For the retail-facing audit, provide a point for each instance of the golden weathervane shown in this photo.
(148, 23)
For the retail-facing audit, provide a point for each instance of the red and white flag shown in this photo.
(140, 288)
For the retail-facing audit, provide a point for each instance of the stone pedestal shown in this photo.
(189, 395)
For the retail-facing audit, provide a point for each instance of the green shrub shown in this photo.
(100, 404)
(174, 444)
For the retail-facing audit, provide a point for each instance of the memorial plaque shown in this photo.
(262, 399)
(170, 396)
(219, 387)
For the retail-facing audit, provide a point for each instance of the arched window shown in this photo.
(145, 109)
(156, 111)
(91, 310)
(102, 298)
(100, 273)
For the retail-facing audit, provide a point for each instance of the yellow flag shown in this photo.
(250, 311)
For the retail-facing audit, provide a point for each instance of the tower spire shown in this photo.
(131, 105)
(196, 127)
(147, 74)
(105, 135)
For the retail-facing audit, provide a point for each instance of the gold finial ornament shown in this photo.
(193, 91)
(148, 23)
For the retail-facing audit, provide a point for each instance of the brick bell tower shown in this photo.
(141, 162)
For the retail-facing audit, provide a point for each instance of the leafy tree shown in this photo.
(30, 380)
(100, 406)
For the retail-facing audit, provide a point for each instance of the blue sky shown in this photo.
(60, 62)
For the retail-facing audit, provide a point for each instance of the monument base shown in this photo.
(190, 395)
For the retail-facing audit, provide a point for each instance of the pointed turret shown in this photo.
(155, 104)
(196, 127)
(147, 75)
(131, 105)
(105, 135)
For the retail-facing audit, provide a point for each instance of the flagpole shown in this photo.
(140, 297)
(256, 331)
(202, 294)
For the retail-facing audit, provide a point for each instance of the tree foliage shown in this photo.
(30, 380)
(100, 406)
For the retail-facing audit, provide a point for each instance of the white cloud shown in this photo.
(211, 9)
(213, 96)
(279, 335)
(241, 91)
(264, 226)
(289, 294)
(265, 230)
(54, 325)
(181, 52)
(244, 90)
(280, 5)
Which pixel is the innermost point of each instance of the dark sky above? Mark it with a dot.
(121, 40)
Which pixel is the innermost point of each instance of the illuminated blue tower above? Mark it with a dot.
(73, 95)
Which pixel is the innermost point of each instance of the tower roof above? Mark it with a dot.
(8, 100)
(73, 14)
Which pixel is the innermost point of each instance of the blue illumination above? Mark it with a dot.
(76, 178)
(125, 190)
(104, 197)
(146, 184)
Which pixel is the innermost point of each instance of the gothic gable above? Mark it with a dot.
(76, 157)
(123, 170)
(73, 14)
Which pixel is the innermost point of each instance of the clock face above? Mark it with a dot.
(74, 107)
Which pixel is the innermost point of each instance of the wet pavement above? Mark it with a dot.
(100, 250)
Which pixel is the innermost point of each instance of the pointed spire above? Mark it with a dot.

━━━

The problem: Whatever appears in the data above must be copied word for word.

Response box:
For the retail-facing audit, provide a point for each instance of the golden weathervane shown in this photo.
(148, 23)
For the retail-facing audit, provide a point for each instance of the red and white flag shown in this photo.
(140, 288)
For the retail-facing audit, provide a point for each instance of the stone pedestal shown in this photo.
(189, 395)
For the retail-facing audit, provide a point for each instance of the green shrub shown in this photo.
(100, 404)
(174, 444)
For the retail-facing audit, provide a point for each instance of the memorial plaque shown in this photo.
(262, 399)
(170, 396)
(219, 387)
For the retail-facing audit, provide a point for each instance of the arched window shown in this photo.
(145, 109)
(156, 111)
(91, 310)
(102, 298)
(100, 273)
For the retail-facing audit, provide a point for each instance of the yellow flag shown in this photo.
(250, 311)
For the retail-facing audit, provide a point for each instance of the tower spire shown in this photo.
(131, 105)
(196, 127)
(147, 74)
(105, 135)
For the retail-facing audit, provide a point for each instance of the gold finial ornament shown in this photo.
(193, 91)
(148, 23)
For the retail-facing audit, provide a point for each instance of the brick bell tower shown in this photo.
(141, 162)
For the retail-facing audit, provide a point for each instance of the leafy tree shown in this photo.
(30, 380)
(100, 406)
For the retail-facing audit, provide a point for each instance of the blue sky shown in this photo.
(60, 62)
For the retail-facing audit, provide a point for each instance of the monument base shown in this photo.
(190, 395)
For the retail-facing audit, provide a point for each instance of the pointed turret shown in this photo.
(155, 104)
(196, 127)
(147, 75)
(131, 105)
(105, 135)
For the retail-facing audit, provide a point for each instance of the flagpole shown in this photo.
(140, 297)
(256, 331)
(202, 294)
For the retail-facing audit, provide a point for each instance of the tree foliage shown in this photo.
(30, 380)
(100, 406)
For the retail-facing audit, provide a point for each instance of the white cloud shown in this photo.
(211, 9)
(213, 96)
(279, 335)
(241, 91)
(264, 226)
(289, 294)
(265, 230)
(54, 325)
(181, 52)
(244, 90)
(280, 5)
Which pixel is the innermost point of each instance of the dark sky above? Mark it with a dot.
(121, 40)
Which pixel is the innermost point of each instance of the illuminated blue tower above? Mark it with a dot.
(73, 95)
Which pixel is the innermost point of each instance of the tower roof above? Mark it with a dot.
(8, 100)
(73, 14)
Which pixel is the innermost point of each instance of the blue illumination above? Mark it with a dot.
(76, 178)
(125, 190)
(104, 197)
(146, 184)
Which pixel is the innermost point of each instance of the gothic gable above? Mark it with a dot.
(76, 157)
(123, 170)
(73, 14)
Which pixel is the innermost point of each instance of the clock face above? Mark it with a dot.
(74, 107)
Which pixel is the innermost point of each instance of the wet pavement above? Mark it with a dot.
(100, 250)
Which pixel is the innermost point of each instance of the pointed spire above? Mark it with a dot.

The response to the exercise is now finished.